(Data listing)
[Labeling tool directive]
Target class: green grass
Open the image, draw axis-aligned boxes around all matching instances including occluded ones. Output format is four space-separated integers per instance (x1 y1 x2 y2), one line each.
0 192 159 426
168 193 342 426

--

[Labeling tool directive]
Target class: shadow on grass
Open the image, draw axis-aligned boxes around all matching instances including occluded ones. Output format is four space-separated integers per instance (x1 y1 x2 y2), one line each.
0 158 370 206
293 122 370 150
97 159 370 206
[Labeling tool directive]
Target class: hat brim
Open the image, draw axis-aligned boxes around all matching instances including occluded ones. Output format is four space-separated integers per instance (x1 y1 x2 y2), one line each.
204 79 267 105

* * *

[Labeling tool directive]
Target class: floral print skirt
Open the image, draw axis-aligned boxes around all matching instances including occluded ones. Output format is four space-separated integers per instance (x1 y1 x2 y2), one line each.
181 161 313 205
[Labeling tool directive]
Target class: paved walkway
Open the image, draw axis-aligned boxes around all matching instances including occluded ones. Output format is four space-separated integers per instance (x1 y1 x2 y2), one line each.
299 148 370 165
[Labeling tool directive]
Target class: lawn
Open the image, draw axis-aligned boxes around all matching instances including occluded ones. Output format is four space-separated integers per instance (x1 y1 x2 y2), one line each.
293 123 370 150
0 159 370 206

Task brief
Count the lines in the data above that contain the word "class", and give only the number.

Task result
6